### Your instructions
Lines before the one containing "Can you locate the paved" are excluded; retype that line and all remaining lines of the material exactly.

[Part of a data file]
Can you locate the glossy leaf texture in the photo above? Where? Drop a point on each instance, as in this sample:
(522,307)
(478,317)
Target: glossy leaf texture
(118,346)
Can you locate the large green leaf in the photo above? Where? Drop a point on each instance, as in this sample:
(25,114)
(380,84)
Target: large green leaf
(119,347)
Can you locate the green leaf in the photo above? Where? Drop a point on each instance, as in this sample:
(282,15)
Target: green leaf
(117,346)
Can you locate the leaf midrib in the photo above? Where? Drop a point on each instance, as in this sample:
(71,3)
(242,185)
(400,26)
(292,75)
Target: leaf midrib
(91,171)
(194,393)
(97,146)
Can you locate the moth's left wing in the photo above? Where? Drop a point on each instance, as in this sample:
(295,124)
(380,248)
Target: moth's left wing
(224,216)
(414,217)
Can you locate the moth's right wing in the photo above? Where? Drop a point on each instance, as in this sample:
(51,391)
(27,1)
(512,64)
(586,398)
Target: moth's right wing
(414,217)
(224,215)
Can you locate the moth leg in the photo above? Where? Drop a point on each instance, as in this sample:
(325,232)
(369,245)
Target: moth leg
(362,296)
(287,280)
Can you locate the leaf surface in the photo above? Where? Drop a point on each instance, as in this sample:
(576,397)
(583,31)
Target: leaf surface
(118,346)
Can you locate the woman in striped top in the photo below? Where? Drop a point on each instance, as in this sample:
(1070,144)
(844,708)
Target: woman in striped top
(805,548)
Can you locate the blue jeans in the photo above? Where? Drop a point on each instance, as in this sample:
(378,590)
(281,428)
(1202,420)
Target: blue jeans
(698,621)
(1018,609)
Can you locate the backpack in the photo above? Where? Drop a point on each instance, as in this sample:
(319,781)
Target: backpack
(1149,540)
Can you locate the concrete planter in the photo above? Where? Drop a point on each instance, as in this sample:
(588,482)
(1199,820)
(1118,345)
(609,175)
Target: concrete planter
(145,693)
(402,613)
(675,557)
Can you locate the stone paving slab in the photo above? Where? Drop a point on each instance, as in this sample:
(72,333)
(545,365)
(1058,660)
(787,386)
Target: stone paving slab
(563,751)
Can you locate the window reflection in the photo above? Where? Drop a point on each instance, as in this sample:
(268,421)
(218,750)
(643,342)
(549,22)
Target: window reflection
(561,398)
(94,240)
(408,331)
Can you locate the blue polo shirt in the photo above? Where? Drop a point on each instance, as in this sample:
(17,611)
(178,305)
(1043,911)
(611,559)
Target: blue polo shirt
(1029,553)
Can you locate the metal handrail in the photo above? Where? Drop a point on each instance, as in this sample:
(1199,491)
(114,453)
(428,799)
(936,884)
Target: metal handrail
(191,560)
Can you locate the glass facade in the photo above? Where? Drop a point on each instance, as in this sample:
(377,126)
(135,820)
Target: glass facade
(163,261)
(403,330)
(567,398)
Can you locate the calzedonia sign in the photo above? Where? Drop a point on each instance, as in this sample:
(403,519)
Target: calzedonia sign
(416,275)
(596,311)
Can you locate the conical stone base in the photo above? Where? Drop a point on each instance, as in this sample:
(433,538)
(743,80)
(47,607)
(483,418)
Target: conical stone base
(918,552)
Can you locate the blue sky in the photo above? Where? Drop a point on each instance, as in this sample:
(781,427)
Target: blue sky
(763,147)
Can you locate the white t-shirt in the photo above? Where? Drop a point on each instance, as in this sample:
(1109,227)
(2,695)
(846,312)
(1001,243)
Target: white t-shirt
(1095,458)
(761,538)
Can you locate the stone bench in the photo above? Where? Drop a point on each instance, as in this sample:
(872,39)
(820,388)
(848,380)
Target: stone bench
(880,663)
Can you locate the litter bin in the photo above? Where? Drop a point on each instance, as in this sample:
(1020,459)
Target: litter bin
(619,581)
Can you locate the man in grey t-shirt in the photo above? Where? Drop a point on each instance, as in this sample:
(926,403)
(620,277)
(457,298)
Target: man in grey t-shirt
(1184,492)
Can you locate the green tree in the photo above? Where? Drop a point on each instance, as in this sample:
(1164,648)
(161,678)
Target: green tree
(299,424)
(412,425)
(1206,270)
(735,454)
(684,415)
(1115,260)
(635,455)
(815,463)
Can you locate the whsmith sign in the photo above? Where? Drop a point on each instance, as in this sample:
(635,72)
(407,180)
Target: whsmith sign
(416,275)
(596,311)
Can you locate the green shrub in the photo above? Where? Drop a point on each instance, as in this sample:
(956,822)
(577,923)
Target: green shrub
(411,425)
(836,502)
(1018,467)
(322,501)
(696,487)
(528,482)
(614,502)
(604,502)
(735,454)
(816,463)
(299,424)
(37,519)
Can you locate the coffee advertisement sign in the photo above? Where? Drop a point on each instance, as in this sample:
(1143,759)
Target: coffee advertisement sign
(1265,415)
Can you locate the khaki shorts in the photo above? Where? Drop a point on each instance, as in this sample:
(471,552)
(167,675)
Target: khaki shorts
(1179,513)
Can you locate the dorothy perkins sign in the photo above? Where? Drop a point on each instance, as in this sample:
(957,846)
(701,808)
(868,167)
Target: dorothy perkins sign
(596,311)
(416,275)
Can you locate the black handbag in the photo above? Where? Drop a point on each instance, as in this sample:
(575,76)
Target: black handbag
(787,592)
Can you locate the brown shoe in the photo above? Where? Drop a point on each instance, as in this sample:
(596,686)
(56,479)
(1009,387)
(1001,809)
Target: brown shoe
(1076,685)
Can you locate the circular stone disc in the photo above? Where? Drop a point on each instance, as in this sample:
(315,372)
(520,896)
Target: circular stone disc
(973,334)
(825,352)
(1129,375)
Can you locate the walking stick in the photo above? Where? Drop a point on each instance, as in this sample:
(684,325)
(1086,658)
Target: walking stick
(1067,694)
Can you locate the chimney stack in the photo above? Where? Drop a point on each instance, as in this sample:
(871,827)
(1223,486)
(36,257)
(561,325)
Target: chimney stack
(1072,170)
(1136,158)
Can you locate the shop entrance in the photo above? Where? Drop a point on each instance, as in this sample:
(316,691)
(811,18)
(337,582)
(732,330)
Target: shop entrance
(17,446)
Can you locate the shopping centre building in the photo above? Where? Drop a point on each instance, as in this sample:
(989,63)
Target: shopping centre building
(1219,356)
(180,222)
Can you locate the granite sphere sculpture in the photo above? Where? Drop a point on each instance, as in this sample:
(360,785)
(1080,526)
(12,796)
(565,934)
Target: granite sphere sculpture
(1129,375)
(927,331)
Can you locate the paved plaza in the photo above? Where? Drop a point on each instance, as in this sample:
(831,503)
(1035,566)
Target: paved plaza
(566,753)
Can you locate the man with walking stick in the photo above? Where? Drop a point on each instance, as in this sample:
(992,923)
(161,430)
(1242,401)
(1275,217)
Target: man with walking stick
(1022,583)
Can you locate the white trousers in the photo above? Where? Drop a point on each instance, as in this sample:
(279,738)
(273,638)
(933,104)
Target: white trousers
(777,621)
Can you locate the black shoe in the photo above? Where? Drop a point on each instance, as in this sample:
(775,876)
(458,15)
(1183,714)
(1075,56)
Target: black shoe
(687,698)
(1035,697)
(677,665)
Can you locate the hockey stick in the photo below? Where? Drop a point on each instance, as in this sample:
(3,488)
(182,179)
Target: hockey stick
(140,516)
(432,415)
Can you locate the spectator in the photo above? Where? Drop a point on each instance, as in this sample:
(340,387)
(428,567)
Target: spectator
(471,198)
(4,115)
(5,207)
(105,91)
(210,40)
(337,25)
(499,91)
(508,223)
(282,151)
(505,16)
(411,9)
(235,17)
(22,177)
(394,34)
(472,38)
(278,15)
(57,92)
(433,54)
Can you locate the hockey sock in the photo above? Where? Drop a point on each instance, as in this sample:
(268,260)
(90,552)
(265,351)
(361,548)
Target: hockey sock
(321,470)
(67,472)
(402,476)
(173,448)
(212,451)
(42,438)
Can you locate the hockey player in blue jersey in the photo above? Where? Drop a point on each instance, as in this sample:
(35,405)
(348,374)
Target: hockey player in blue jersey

### Answer to the problem
Can you locate the paved plaza in the photo above? Where? Drop a point on each instance, as in this sample:
(831,503)
(1035,566)
Target: paved plaza
(566,753)
Can you locate the man with walking stick in the photo above? Where? Drop a point on each instance, as in this sample:
(992,923)
(161,430)
(1242,401)
(1275,217)
Target: man with walking stick
(1022,583)
Can you locate the white trousers in the photo above? Where? Drop a point on each instance, as in this sample:
(279,738)
(273,638)
(933,104)
Target: white trousers
(777,621)
Can you locate the black shoe in the photo above? Where? Drop a point on each instance, as in this sample:
(775,876)
(458,15)
(1183,714)
(1075,56)
Target: black shoe
(687,698)
(1035,697)
(677,665)
Can you locate the hockey stick in the photo below? Where? Drop a point on each instance, as in this sample:
(3,488)
(182,179)
Target: hockey stick
(140,516)
(432,415)
Can you locate the spectator in the photo above? Where? Drop a point on each instance, as in this sample:
(340,387)
(428,567)
Target: spectator
(471,198)
(4,115)
(5,207)
(105,91)
(210,40)
(337,25)
(499,91)
(508,223)
(282,151)
(505,16)
(411,9)
(235,17)
(22,177)
(394,34)
(472,38)
(278,15)
(57,92)
(433,54)
Can you locate the hockey sock in the photo above? Where? Drop a point on each instance, as in this sample:
(268,260)
(90,552)
(265,351)
(361,548)
Target: hockey sock
(321,470)
(67,472)
(402,476)
(173,448)
(212,451)
(42,438)
Can you locate the hockey player in blue jersey in the photo above? Where? Drop a point on each instance, as in this sample:
(35,405)
(348,374)
Target: hockey player in blue jersey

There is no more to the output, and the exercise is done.